## Text passage:
((

# I want to tether my airport to my iPhone.



## exwinman (Jun 21, 2009)

The 6gig plan on an HSPA network would make a pretty decent backup internet connection. For that reason I would want to tether my iPhone to my airport. It does have a USB connection on the back. Would that be possible? is it a simple upgrade or more like a firmware update from Apple? Does anyone else want to tether their iPhone to airport or am I just crazy?!?!


----------



## chas_m (Dec 2, 2007)

exwinman said:


> The 6gig plan on an HSPA network would make a pretty decent backup internet connection. For that reason I would want to tether my iPhone to my airport. It does have a USB connection on the back. Would that be possible? is it a simple upgrade or more like a firmware update from Apple? Does anyone else want to tether their iPhone to airport or am I just crazy?!?!


I wouldn't go so far as crazy per se ... 

I've not seen any reports of being able to do this, wouldn't know how to go about it so I'm inclined to say it's not doable ...


----------



## groovetube (Jan 2, 2003)

can you not share a connection from a tethered mac?


----------



## Z06jerry (Mar 16, 2005)

exwinman said:


> The 6gig plan on an HSPA network would make a pretty decent backup internet connection. For that reason I would want to tether my iPhone to my airport. It does have a USB connection on the back. Would that be possible? is it a simple upgrade or more like a firmware update from Apple? Does anyone else want to tether their iPhone to airport or am I just crazy?!?!

))

Object position labeling entries
((

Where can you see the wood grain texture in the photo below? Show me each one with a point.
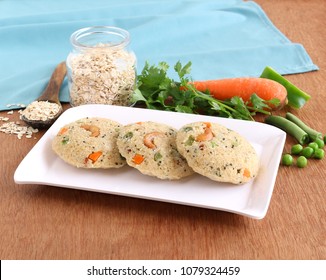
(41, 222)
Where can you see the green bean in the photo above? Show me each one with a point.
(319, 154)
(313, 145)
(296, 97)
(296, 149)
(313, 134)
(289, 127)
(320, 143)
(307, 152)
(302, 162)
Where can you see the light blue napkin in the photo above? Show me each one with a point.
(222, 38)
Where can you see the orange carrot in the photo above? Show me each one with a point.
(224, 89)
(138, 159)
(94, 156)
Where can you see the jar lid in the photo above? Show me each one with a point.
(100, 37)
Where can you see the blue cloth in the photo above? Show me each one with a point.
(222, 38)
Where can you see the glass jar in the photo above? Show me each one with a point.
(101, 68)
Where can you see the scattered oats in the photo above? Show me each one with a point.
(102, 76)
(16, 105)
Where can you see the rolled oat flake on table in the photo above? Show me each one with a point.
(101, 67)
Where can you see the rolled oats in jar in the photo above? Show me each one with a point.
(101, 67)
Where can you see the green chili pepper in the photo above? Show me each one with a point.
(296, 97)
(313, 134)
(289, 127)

))
((

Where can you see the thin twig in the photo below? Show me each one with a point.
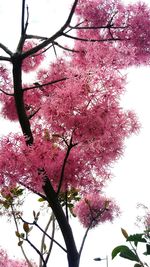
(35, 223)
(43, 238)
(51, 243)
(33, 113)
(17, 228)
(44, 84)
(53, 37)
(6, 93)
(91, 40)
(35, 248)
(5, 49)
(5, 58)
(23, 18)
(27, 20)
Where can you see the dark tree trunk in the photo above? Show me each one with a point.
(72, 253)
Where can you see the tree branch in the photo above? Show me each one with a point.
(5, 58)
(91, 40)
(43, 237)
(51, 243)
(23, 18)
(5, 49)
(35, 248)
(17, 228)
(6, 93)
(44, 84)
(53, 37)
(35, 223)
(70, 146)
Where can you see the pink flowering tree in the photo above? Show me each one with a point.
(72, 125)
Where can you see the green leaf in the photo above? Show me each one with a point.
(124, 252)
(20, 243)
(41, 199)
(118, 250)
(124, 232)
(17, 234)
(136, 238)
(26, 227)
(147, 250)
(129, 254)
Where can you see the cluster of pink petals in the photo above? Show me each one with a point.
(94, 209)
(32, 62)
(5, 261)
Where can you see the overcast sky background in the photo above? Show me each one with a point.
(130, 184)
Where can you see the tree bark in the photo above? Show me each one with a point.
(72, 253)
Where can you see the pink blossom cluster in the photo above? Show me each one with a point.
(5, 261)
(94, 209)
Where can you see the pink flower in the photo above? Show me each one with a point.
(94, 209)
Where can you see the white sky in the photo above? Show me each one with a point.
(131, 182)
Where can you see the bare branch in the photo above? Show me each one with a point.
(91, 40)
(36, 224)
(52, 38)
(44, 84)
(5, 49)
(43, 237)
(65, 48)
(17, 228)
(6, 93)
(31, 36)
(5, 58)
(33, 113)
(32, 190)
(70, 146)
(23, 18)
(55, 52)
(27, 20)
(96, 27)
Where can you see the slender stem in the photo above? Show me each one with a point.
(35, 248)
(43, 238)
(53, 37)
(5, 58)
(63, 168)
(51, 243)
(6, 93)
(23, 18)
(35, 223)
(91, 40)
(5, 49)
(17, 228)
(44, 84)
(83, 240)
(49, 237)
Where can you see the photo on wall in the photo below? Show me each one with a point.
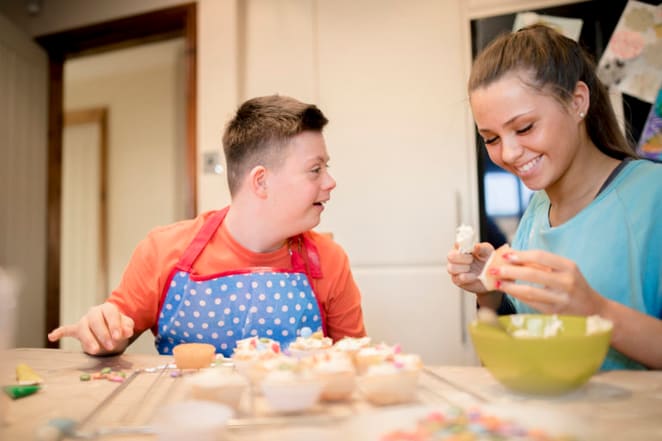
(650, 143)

))
((

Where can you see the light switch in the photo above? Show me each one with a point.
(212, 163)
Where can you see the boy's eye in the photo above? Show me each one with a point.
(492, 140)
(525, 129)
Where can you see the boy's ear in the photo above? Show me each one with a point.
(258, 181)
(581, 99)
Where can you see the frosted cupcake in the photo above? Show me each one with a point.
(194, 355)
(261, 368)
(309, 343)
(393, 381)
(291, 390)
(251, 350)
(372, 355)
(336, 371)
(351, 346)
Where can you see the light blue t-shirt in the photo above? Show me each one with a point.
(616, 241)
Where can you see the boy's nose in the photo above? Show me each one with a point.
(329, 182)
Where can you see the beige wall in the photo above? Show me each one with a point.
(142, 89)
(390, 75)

))

## Goal 1:
List the usernames of everyone who posts in the forum thread.
## Goal 2:
Count the lines of the entries that contain the word "below" and give only that number.
The forum thread and the entries come from separate sources.

## Complete response 1:
exwinman, chas_m, groovetube, Z06jerry

## Complete response 2:
3